:: 文書の抜粋 ::

北海道で生まれ育った私は、14歳の時に母を脳出血で亡くしました。

三日三晩、母の遺影を抱きかかえながら、わんわんと泣き明かしました。

近所の人も見るに見かね「康行ちゃん、かわいそうに……」と声をかけてくれるのですが、それが精一杯の様子でした。

けれど、それも今思うと、それでよかったのです。

中学生の時に最愛の母が死んだ、という動かせない事実。

でも、それでよかった。

なぜなら、私は母が死んだおかげで、早くから自立することが出来たからです。

死んだおかげ、という表現は変ですが、しかし、母の死がきっかけとなって、私は東京へ上京する決意ができたのです。

そして、23歳の時。

今度は、私の実家が父の不注意で火事を出し、全焼失しました。

慌てて駆け付けた私の前には、髪の毛がチリチリに焼け焦げた父が、うつむいて涙を流して立っていました。その火事で、祖母が焼け死んでしまいました。

しかも、父は半年前に火災保険を解約していたので、これから住む家さえなく、為す術もない状態でした。

私も父も呆然としていました。

その時、私には本当に帰る家もなくなったのです。

ですが、それでよかった、と今は心から言えます。

私はそのおかげで、火が点いたようにやる気になったのです。

この家族を、自分が頑張って盛り上げるんだ!

という強い動機が生まれたからです。

それ以後、私の心の火は燃えに燃え、がむしゃらに働きました。

当時していたセールスの仕事でどんどん成績を出します。私は、破竹の勢いで成功し始め、どんどん豊かになっていくのです。

頑張って、頑張って、3年で1千万円という金額を貯めることができました。

これは1970年代のお話ですから、今なら5、 6千万円の価値があります。

その資金で、夢だった小さなレストランを開業し、経営者としての道を歩み始めました。
そして、チェーン展開をして、わずか数年で70店舗まで拡大したのです。

これはつまり、あの時、実家が火事で焼けてしまったからなのです。父がうっかりミスをして火を出した、そのおかげなのです。

だから、ちっとも失敗じゃなかったのです。

結果として、その後の私は稼いだお金を使い、十分に親孝行が出来ました。

いかがでしょう。今の私の例のように、過去は間違いなく変えられます。

では、あなたの場合はどうですか?

あなたの過去に起きた出来事には、実は「いい」とか「悪い」はないのです。すでに終わった出来事が問題なのではない。

それをあなたが「どう捉えるか」が問題なのです。

50代の時に、私は母と同じ脳出血で倒れて、左半身麻痺になりました。

入院中、要介護度が最も重い「5」と認定され、寝たきりになるかもしれない、と言われました。

しかし、今思えば、これもよかった。

なぜなら体が多少不自由になったことで、わかったことがいっぱいあったからです。

・体の自由を補うため、より頭を使うようになった。
・体の不自由な人の悩みを体感することができた。
・効率的な移動方法や仕事方法を考案できた。
・他人に仕事を依頼することが得意になった。

そのほかにも、よかった理由は沢山あります。

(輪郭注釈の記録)

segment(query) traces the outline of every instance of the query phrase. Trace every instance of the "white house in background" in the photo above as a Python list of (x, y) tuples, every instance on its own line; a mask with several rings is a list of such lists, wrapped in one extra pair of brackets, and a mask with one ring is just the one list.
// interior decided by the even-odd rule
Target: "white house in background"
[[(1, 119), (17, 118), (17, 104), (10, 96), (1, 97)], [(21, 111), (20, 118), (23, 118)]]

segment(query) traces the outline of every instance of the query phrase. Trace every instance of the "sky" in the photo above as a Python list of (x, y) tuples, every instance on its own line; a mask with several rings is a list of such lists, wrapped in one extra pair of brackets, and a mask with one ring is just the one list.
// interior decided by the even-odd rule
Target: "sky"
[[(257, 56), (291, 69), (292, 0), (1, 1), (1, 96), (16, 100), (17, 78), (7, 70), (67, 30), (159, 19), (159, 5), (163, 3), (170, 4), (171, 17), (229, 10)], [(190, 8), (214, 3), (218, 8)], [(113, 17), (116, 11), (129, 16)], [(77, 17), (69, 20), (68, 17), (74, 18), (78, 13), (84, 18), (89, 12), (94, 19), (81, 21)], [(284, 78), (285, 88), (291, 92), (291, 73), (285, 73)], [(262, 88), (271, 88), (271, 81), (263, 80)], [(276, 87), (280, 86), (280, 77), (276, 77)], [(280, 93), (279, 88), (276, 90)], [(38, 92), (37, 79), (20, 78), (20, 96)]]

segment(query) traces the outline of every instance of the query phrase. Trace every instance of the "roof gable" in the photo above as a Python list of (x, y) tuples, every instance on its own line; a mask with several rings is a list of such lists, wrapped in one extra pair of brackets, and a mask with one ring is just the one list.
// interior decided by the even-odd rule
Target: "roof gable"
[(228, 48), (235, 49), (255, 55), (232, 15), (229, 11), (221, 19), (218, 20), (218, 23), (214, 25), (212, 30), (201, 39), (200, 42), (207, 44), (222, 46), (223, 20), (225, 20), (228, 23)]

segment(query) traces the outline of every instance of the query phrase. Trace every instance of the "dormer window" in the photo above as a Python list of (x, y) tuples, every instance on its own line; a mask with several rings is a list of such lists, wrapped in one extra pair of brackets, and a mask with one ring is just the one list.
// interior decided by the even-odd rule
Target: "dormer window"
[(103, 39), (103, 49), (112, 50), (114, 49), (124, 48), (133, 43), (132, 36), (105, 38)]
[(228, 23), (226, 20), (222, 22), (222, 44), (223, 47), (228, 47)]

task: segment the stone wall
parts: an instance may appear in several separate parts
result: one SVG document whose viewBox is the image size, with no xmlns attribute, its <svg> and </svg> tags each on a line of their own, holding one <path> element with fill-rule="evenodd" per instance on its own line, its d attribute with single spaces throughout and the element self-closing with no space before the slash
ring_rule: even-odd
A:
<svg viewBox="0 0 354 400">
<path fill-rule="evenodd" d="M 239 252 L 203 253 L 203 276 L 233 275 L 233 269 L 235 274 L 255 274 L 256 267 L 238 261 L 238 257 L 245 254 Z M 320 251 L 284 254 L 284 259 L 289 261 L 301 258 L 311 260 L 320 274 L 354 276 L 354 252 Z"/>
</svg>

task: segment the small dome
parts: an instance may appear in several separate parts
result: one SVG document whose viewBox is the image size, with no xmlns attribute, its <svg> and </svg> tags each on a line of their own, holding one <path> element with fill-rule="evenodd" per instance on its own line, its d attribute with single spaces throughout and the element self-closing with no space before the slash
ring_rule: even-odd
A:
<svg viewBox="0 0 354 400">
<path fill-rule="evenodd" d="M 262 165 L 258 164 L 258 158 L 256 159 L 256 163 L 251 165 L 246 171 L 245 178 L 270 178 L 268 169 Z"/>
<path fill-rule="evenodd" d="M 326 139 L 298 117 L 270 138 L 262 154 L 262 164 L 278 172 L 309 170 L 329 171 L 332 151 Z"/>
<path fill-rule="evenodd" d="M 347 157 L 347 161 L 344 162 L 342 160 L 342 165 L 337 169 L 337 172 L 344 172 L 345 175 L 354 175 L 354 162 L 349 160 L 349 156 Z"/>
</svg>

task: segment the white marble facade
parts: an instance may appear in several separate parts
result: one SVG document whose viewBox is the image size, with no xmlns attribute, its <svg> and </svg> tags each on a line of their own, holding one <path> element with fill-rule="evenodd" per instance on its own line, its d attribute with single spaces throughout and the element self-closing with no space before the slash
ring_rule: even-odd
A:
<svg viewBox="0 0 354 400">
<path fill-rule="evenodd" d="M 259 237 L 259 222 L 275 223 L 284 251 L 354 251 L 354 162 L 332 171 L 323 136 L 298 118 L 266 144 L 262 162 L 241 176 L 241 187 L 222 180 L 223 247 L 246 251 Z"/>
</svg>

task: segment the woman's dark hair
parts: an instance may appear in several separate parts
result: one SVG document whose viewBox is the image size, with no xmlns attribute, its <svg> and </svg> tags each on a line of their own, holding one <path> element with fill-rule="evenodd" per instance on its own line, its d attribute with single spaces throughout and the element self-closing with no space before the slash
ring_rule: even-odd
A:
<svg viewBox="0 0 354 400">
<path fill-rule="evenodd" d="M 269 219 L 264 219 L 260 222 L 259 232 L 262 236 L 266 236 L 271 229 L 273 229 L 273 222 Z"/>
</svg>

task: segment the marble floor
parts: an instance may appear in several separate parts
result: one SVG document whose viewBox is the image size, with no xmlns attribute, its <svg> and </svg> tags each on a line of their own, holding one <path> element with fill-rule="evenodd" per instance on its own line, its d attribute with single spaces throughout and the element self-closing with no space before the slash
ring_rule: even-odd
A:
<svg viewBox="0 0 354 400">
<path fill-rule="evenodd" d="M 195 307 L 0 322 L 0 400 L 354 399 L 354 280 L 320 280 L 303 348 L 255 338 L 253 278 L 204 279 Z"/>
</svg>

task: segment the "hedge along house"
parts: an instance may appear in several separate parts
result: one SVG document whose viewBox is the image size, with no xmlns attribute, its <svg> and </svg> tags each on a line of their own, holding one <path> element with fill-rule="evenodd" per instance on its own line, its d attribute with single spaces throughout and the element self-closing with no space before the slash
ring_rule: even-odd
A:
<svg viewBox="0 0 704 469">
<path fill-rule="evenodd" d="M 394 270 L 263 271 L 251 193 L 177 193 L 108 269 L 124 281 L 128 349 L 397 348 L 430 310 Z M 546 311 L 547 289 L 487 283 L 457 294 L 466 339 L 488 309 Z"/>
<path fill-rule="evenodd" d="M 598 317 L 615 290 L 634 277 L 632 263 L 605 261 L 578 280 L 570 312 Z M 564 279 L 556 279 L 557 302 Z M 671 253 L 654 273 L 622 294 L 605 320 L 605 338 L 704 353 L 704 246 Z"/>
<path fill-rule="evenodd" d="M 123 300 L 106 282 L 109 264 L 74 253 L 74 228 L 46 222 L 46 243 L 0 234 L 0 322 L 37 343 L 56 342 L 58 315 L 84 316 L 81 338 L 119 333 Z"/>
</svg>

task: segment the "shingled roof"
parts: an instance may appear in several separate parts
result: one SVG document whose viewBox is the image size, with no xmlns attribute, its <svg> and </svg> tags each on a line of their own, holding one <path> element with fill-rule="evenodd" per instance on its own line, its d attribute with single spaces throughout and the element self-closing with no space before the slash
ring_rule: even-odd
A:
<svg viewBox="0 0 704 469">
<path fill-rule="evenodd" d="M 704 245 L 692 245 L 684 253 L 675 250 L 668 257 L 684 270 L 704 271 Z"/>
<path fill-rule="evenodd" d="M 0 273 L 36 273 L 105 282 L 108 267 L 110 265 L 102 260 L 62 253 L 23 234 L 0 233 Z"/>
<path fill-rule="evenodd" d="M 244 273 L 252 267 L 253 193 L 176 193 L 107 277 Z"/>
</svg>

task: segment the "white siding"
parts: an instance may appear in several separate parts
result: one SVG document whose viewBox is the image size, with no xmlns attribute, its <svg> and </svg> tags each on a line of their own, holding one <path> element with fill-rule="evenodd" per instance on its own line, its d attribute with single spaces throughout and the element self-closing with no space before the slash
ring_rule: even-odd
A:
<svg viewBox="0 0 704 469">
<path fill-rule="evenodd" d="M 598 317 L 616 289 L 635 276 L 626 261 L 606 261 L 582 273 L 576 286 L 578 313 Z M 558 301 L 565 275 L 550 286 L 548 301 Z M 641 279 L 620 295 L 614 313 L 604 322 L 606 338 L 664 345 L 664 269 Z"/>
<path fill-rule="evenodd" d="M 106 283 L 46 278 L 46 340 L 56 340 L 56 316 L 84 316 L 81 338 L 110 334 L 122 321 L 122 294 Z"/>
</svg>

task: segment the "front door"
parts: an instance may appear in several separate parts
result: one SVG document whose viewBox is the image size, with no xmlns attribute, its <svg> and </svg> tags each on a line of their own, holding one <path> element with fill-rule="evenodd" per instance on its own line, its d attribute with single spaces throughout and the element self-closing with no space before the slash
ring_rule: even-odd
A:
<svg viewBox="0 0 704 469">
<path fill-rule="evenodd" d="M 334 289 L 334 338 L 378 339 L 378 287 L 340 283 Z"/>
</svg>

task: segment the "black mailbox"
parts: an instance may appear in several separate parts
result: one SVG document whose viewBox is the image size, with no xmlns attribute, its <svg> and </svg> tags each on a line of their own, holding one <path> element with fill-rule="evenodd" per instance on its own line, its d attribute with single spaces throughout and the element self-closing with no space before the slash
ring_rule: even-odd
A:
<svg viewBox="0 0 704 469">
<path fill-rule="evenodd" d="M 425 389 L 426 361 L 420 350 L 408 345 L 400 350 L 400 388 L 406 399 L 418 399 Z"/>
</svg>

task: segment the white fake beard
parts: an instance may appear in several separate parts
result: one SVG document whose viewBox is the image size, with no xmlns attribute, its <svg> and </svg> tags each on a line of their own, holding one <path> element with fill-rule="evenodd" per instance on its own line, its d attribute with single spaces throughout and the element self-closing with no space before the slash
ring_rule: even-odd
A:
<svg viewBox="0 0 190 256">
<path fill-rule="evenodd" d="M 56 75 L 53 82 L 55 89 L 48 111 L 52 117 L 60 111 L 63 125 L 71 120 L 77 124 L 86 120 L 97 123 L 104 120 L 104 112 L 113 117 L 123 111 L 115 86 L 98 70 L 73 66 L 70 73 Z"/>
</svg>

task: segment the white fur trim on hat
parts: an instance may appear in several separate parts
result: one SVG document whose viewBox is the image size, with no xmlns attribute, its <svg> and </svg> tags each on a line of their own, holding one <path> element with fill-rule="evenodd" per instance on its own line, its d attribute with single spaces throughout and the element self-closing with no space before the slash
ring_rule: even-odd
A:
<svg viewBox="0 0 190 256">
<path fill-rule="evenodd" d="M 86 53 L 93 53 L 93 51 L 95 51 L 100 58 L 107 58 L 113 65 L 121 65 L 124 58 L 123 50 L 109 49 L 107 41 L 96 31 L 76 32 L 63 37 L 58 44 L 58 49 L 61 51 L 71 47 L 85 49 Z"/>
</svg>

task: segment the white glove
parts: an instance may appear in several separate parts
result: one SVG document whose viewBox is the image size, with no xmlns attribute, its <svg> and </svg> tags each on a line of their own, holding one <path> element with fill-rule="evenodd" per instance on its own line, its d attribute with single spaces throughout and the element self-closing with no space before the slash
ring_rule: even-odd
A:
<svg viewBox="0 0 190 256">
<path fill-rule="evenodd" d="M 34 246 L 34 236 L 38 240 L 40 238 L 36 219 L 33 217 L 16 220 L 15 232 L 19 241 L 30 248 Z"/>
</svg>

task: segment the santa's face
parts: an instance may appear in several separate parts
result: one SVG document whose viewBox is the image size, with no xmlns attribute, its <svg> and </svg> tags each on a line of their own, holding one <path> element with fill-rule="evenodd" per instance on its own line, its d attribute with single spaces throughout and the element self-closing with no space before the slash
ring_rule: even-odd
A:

:: 課題 ::
過去の出来事の捉え方を語る文章を、最後の文「そのほかにも、よかった理由は沢山あります。」の後から書き継いでください。

:: 回答 ::
今、私は心のことを仕事にしています。心を仕事にするうえで、最も必要なことをすべて、私は身をもって体験することが出来ました。

ですから、強がりではなく、体が不自由になったおかげで、本当にたくさんのことを体験できたことに感謝しているのです。

いかがでしょう? あなたも私の話に同感、共鳴して、過去を肯定しますか?

この本を開いてよかった、と思いますか?

少なくとも私は、過去のこうした体験を、本当に心からよかったと思っています。

これが、もし逆だったらどうでしょう。

もし、母を亡くして、そのことを嘆き悲しんだ私が自暴自棄になり、いつまでも路頭に迷っていたら、私の母は天国から私を見て、泣いていると思います。大切な我が子に幸せになってほしくない親はどこにもいないからです。

だから、若くして母が亡くなったことを「これでよかった」と肯定できることは、一見、変に聞こえるかもしれませんが、ものすごく大事なことなのです。

亡き親が天国からそんな私を見たら、喜んでくれるはずです。

「ああ、私は早く死んでよかったんだ。息子がこんなに立派になってくれたんだから」と。

このように、一見、まったく最悪に見えることでも、実は最高の出来事だった、と変換してあげることが私にはできます。

それが「過去を変えた」ということです。

はっきりと確信をもって申し上げます。

あなたの過去は全部よかったのです。

あなたの身に何が起きようと、すべてよかったのです、あなたの過去は。

過去にどんな裏切りを受けようが、殺されそうになろうが、傷つけられようが、自分が人にしてしまった間違いも、全部よかったのです。

今、胸に手を当てて、

「過去はよかった!」と、あなたは今そう言い切れますか?

そう言い切れたら、すごくいいと思いませんか。

最悪と思っていたそのことによって、よかったことがあるはずです。

あの体験があったからこそ「学びを得て慎重になった」「思慮深くなった」「うまくいく方法を見つけた」というように、よいことがいっぱい出てくるはずです。

ということは、全部よかったということじゃないですか?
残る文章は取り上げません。